Bagian Latihan
1 > Sebutkan semua nama tempat (negara, wilayah, atau lokalisasi) dalam teks tentang penutupan lokalisasi.
2 > Tuliskan lanjutan teks tentang penutupan lokalisasi, mulai setelah kalimat terakhirnya.

Kutipan Bacaan

-------

Di Swedia, wajah pria hidung belang diperlihatkan ke berbagai media.
Menteri Sosial Khofifah Indar Parawansa
menghadiri acara Deklarasi Penutupan Lokalisasi Kedung Banteng di
Ponorogo, Jawa Timur, Senin (8/6/2015). (VIVA.co.id/Ikhwan Yanuar)
“Saya orang nomor satu yang tidak setuju jika mereka (PSK di lokalisasi) disebut wanita tuna susila, seolah posisi lelaki dalam prostitusi lebih tinggi dari wanita. Padahal sama-sama tuna susilanya. Jadi jangan disebut wanitanya saja,” kata Menteri.
Mendengar itu, sontak para ibu yang mendominasi tempat tersebut memberikan tepuk tangan meriah untuk sang Menteri.
Khofifah memang tidak setuju bahwa dalam bisnis prostitusi, hanya wanita pekerja seks yang mendapat hukuman sosial dari masyarakat. Ia membandingkan upaya negara maju, yakni Swedia yang berhasil mengurangi prostitusi. Di Swedia, jika ada pelanggan laki-laki yang ketahuan memasuki tempat pelacuran, wajahnya akan diperlihatkan ke berbagai media.
“Biar fair (adil), jadi jangan ibu-ibu atau cuma wanitanya yang jadi sasaran (hukuman sosial). Harus permalukan peminatnya juga. Kalau peminat enggak ada, maka supplier-nya (penyedia jasa seks) pun enggak akan ada,” ujar Khofifah.
Penutupan lokalisasi juga, kata Khofifah, bukan hanya semata melakukan penutupan dan kemudian lepas tangan dengan berbagai dampak sosial. Para muncikari dan pekerja seks harus mendapatkan pembinaan dan santunan agar mereka bisa kembali ke masyarakat dan merintis usaha yang layak. Hal itu juga termasuk untuk para penghuni lain seperti juru parkir dan pedagang yang terkena dampak penutupan.

-------

Data Tercatat
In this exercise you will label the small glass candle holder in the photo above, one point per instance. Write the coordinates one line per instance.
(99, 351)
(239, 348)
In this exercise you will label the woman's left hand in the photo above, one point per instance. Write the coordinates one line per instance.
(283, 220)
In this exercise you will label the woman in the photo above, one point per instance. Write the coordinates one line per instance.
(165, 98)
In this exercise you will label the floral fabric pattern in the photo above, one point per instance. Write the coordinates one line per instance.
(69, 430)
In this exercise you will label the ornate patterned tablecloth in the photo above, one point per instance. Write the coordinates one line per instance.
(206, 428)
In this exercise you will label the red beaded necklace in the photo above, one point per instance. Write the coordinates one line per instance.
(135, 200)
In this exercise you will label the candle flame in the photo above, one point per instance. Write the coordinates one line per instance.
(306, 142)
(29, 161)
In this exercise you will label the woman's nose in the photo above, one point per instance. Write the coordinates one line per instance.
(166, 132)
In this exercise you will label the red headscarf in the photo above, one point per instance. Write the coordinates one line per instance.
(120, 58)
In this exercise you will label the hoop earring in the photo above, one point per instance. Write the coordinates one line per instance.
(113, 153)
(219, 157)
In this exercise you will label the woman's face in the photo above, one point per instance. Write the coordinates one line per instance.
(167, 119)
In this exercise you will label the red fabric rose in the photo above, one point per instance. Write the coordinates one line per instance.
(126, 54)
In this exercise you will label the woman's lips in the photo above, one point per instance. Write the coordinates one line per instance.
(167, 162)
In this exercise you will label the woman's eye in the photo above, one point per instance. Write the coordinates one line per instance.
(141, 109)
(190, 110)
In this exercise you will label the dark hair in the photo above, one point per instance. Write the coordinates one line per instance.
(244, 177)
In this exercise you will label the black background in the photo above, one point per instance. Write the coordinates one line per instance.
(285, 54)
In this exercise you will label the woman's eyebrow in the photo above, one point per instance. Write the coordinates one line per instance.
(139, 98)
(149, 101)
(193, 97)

-------

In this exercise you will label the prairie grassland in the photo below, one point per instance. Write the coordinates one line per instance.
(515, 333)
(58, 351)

-------

Jawaban Tiap Tugas
1 > Swedia, Kedung Banteng, Ponorogo, Jawa Timur

2 >
“Pasti kita semua bahagia kalau ada solusi yang konkret. Mungkin akan ada tukang parkir tidak dapat income (penghasilan), ada toko kelontong, tukang cuci yang tidak dapat income karena penutupan. Harus ada solusi supaya mereka punya income baru. Kalau ada yang mau pulang ke daerahnya, harus dapat uang transport. Itu harus dituruti oleh Pemprov dan Pemkot Ponorogo. Ini solusi bagi kita semua,” ujarnya.
Lokalisasi Kedung Banteng dihuni 176 PSK dan 39 muncikari. Sebanyak 156 PSK diketahui berasal dari luar Ponorogo. Kementerian berharap penutupan itu mampu menghilangkan eksploitasi terhadap perempuan, memperkecil angka kriminalitas serta memberantas perdagangan manusia atau perdagangan orang.
Kementerian juga menyerahkan bantuan untuk kompensasi, pembinaan dan pemberdayaan keterampilan kepada para penghuni lokalisasi. Untuk bantuan kegiatan ekonomi kreatif, misalnya, masing-masing penghuni mendapat sebesar Rp5 juta. Ada juga modal usaha untuk kelompok bersama dengan masing-masing kelompok menerima bantuan sebesar Rp20 juta. (http://nasional.news.viva.co.id)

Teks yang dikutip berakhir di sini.